--- Provided records ---

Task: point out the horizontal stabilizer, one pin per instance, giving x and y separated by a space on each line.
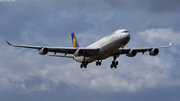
61 56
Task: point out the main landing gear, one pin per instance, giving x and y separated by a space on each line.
84 63
98 63
114 62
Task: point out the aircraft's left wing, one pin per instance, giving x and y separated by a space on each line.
65 50
138 50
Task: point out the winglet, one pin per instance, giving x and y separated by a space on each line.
170 44
9 43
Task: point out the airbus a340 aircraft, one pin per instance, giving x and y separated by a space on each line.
111 45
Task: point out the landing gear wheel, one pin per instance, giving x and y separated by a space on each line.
117 62
98 63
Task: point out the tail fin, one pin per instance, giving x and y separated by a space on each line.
74 40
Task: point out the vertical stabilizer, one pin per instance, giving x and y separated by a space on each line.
74 40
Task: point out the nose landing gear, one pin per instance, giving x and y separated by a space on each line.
84 64
114 62
98 63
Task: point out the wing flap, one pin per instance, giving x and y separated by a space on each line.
144 49
66 50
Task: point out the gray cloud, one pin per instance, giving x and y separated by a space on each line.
26 75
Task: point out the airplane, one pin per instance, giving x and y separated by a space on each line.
111 45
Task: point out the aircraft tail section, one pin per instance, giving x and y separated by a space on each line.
74 40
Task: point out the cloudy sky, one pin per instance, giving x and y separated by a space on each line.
27 76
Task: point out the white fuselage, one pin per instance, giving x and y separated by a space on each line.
107 45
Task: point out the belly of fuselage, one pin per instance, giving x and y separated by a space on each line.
106 50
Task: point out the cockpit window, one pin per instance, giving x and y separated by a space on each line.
125 32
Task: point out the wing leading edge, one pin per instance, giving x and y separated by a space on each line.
138 50
65 50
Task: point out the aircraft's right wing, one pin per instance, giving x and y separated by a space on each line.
138 50
65 50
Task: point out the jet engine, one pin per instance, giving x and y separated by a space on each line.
131 53
43 51
154 52
78 52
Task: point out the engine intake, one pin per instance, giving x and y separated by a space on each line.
154 52
131 53
79 52
43 51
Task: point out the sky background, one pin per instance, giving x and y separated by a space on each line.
27 76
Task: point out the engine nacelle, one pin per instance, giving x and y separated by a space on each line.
43 51
79 52
154 52
131 53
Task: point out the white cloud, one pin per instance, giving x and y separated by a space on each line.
161 35
6 0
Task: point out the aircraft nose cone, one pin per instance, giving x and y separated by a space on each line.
126 35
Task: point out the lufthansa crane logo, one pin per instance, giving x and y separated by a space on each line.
74 42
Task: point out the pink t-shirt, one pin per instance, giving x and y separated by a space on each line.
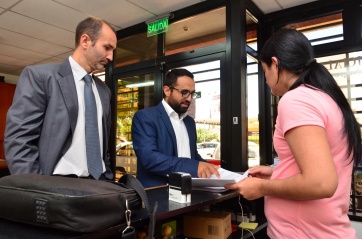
324 218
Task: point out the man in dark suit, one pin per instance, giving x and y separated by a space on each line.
164 136
45 126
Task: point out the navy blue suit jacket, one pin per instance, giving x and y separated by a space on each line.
154 142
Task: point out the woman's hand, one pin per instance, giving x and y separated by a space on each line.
252 187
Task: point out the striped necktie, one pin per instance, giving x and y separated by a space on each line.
94 158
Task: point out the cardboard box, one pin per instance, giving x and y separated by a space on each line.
208 225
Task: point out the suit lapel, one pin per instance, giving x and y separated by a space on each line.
68 89
191 132
167 122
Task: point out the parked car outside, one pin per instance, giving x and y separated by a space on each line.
126 160
206 149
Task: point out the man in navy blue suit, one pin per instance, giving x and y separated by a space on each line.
164 136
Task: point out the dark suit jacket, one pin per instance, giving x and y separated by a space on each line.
41 121
154 142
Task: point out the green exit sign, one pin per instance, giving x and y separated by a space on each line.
158 27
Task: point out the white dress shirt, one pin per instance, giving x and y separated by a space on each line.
74 160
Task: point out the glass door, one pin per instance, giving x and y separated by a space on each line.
134 92
205 109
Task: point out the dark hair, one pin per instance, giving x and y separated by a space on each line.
295 54
92 27
172 75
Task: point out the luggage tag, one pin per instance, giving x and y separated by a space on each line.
129 231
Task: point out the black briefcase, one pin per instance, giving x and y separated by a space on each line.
73 204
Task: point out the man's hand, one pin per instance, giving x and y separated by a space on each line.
205 170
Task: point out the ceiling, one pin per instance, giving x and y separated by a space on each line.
42 31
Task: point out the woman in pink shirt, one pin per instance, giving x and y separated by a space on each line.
318 141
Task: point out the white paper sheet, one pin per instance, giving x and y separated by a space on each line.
226 177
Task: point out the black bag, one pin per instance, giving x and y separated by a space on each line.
73 204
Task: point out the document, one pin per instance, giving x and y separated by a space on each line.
213 183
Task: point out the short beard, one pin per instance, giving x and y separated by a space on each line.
177 107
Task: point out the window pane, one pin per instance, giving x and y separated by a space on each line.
134 49
201 30
347 70
206 109
322 30
133 93
253 112
251 31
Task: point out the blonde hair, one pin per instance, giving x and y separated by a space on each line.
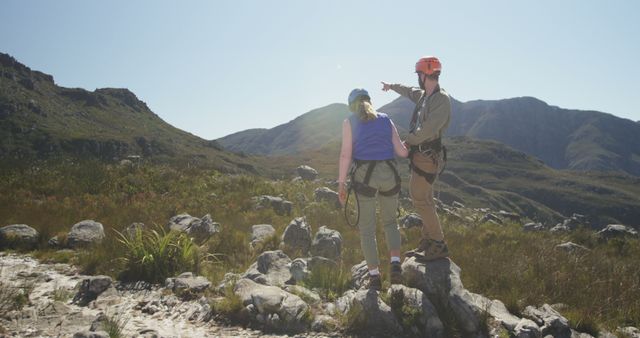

---

→ Instructions for the task:
Reproduce every one of the lines above word for word, leaving out the pictures.

→ Response below:
Task: point out the horizontal stabilizer, one pin per instance, giving x and y separated by a space on each line.
61 56
Task: point out the main landing gear, one pin per instance, giving x and y separated by a space on each line.
84 63
98 63
114 62
Task: point out the aircraft's left wing, one pin per instance, giving x and y separated by a space on each line.
65 50
138 50
Task: point out the winglet, one pin per instance, giving x and y separated by a space on each line.
170 44
9 43
Task: point out the airbus a340 aircraft, one pin per instance, giving x and y separated by a space on each line.
111 45
Task: point out the landing gear wheel, one pin per instance, giving x and y separated by a space on each line.
117 62
98 63
Task: point out the tail fin, one pin per instance, giving x and y separated by a space on each line.
74 40
Task: point out the vertical stabilizer, one pin per instance, giving x and y separated by a space on each line.
74 40
Task: point out the nose landing gear, one pin per instance, giving x and y separated by a space on each line.
84 64
114 62
98 63
Task: point out the wing flap, one pin per instance, giving x and y separated by a space on each line.
144 49
66 50
Task: point out the gray cloud, one pin per instance, giving x and y separated by a space on each line.
26 75
Task: point out the airplane, one pin per instance, giving x and y separated by a space on each line.
111 45
Task: point out the aircraft tail section, one pin per instance, giving x and y separated by a space on each line.
74 40
Task: point out the cloudy sky, one pin per instance, giving x and y separated by a space on each line.
27 76
Task: point out the white fuselage, one pin per instance, giving x and y separated by a space on each line.
107 45
Task: point out the belly of fuselage, one pin per instance, giving x and y separated by a space on each line.
106 50
Task: point out the cockpit window, one pin per instance, giving x and y separated by a space on each line.
125 32
Task: point out the wing leading edge, one pin per instance, giving x and y separated by a space on each line.
138 50
65 50
Task: point out the aircraft's right wing, one pin per instance, giving x and y separated by a space on each line.
138 50
65 50
Task: point out the jet engine, one pin per instance, giving x and y separated by a space on each line.
131 53
43 51
154 52
78 52
Task: point out the engine intake, one pin per instance, giving x and y separated by a space on each line.
154 52
131 53
79 52
43 51
Task: point out the sky background, one pin per instance, giving x and y separated by a space on each line.
27 76
Task: point out the engine nacelle, one pin per instance, giving x and y separated by a space on each line.
43 51
79 52
154 52
131 53
Task: point out the white cloud, one pin per instance, giving x and y separated by a space on each line.
161 35
6 0
Task: point out the aircraft nose cone, one pin per instance, giving x and y separated by a space on each line.
126 35
Task: point out the lufthansa crane logo, one pin per instance, giving x and y separated by a space on each line.
74 42
Task: point out the pink t-shirt, one pin per instance, giving x and y separated by a space on each line.
324 218
Task: point out the man in dark suit, one pin per instance, giving x and y separated by a space on each line.
164 136
45 126
Task: point out the navy blue suit jacket, one pin per instance, giving x and y separated by a space on each line.
154 142
Task: point out the woman's hand, one pin per instance, giving x and y separated by a space on each line.
252 187
Task: point out the striped necktie, one pin per instance, giving x and y separated by a space on each line.
94 158
Task: point out the cardboard box, one pin per instance, giving x and y separated by a space on each line.
208 225
Task: point out the suit lapel, one pin per instance, giving x and y separated by a space on each line.
68 89
191 132
167 122
Task: point out the parked car outside, one pin per instance, giving x and y separated by a space on each line.
126 160
206 149
Task: point out the man in navy blue suit, one pin per instance, giving x and y separated by a space on each line.
164 136
Task: point out the dark suit jacket, one pin per instance, giving x and y separated by a space on each line.
41 121
154 142
Task: point out the green exit sign, one pin per instance, giving x and y separated by a space on each line.
158 27
Task: point out the white dress shirt, one pin per instance, giving x and y separated by a space on each line.
74 160
Task: point out the glass door, one pin per instance, giving x and y separated by a space on each line.
134 92
205 109
Task: point out the dark hair, one pin per instance, giving x and y separated by a space on each line.
295 54
92 27
172 75
Task: point out the luggage tag, one pin per instance, giving x and y separated by a space on each line.
129 231
Task: point out the black briefcase, one pin per instance, giving x and y separated by a space on each line.
73 204
Task: point out the man's hand, one pin per instance, giving x and y separated by a space on each line.
205 170
Task: point out the ceiling, one pin per instance, giving x and y separated by a space on each line.
42 31
Task: point out the woman in pink shirt, one pin per instance, giving x and y separated by a space on each line.
318 141
Task: point out the white paper sheet, one pin per instance, giving x and y separated by a space on each line.
226 177
Task: point out the black bag, one pin per instance, giving x and y separated by a space on each line.
73 204
Task: point out the document, one pin per instance, giving x and y separated by a space on each line.
213 183
Task: point out the short beard, one pin per instance, giving x and y separated by a space on each line.
177 107
Task: point out the window pane, one pin per instance, giving x and y separated by a space on each line.
134 49
201 30
347 70
206 109
322 30
133 93
253 112
251 31
Task: point out the blonde hair, one pin per instance, giving x and y separated by a space on each line.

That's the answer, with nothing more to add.